● **Texte source**:
+ + +

Tandis que je médite et que je pèse ces raisons, un carillon rustique commence à tinter au campanile de l’église, qui est en contre-bas de la terrasse. Alors, frappé d’une lueur soudaine, j’interroge la femme du jardinier : n’y aurait-il pas, dans l’église de Casciago, quelque souvenir, ou quelque relique de saint Augustin ? — « Non, il n’y a rien, absolument rien. D’ailleurs, le patron de la paroisse, ce n’est pas saint Augustin, c’est saint Eusèbe. » — Et, comme elle a l’air tout étonnée de ma question, je suis obligé de lui expliquer que j’écris un livre sur ce grand saint. Une curiosité brille dans ses yeux, et, tout de suite, elle me demande « où s’achète le livre ? » — Ah ! la parole courtoise que voilà et combien douce aux oreilles d’un auteur ! Tant de politesse m’engage à continuer la conversation. Nous parlons de saint Augustin. La bonne femme veut savoir depuis quand il est mort, et s’il n’était pas le fils de saint Ambroise. Ces questions naïves me prouvent que la mémoire des deux saints, si déformée qu’on voudra, hante encore l’imagination populaire dans cette région du Milanais. Et puis, cet intérêt, aussitôt manifesté au seul nom de saint Augustin, n’est-ce point touchant ? Il y a là une source d’émotion très ancienne et qui n’est pas encore tarie. Il me semble qu’à travers les siècles, par la bouche de cette femme, il me revient un peu de la vénération dont les paysans de Cassiciacum entouraient le rhéteur de Milan, le grand savant chrétien, qui se mêlait à leurs travaux.

+ + +

● **Données brutes**:

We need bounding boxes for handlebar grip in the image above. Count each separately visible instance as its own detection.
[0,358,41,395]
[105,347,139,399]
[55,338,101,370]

+ + +

● **Consigne**: Écrivez la suite du texte sur saint Augustin à Casciago, en partant de sa dernière phrase. Les lignes n'ont aucun lien avec le texte.

● **Résultat**:
Néanmoins, je ne me contente pas des allégations de la jardinière. Par la porte de la sacristie, je pénètre dans l’église de Casciago, et dès le seuil, je reconnais le buste du patron de la paroisse, — un saint Eusèbe barbu, pourvu d’un long nez et d’une mitre colossale, qui attend, sur une planche, le jour de sa fête et la procession solennelle dans les rues du village. Chance providentielle pour moi, le vicaire est en oraison devant le maître-autel. Nous ne tardons pas à causer du motif qui m’amène.

Le jeune prêtre confirme les dires de la paysanne. — « Non, encore une fois, on ne découvre, à Casciago, aucune trace du passage de saint Augustin. Pas une légende, pas une tradition. C’est à Cassago de Brianza qu’il faut aller ! — D’ailleurs, ajoute le vicaire, il y a des raisons philologiques. Cassiciacum a pu se syncoper en Cassiacum, lequel a donné, en latin médiéval, Cassiagum, d’où Cassago. En revanche, le nom de Casciago, tel qu’il est prononcé par les gens du pays (Cat-chiago, prononciation figurée à la française), suppose un son dental-fort dans le nom latin étymologique : Castiagum, avec un t, et non Cassiagum... En effet, c’est bien ainsi que mon cocher a prononcé le nom de Casciago, lorsque je lui ai demandé de m’y conduire : Cat’chiago et non Cas’chiago, — en figurant toujours la prononciation à la française.

Sans doute, ces doctes argumens valent ce qu’ils valent. Il n’en est pas moins probable que j’ai fait fausse route. Pour moi, ce qui m’incline le plus sérieusement à le croire, c’est d’abord la distance considérable entre Casciago et Milan, et surtout la présence des cinq lacs, auxquels saint Augustin n’a fait aucune allusion. J’en suis désolé. Ce paysage du lac de Varèse est admirable, et il m’aurait été doux d’associer à son souvenir celui du grand rhéteur pénitent. Vais-je trouver aussi bien à Cassago de Brianza ?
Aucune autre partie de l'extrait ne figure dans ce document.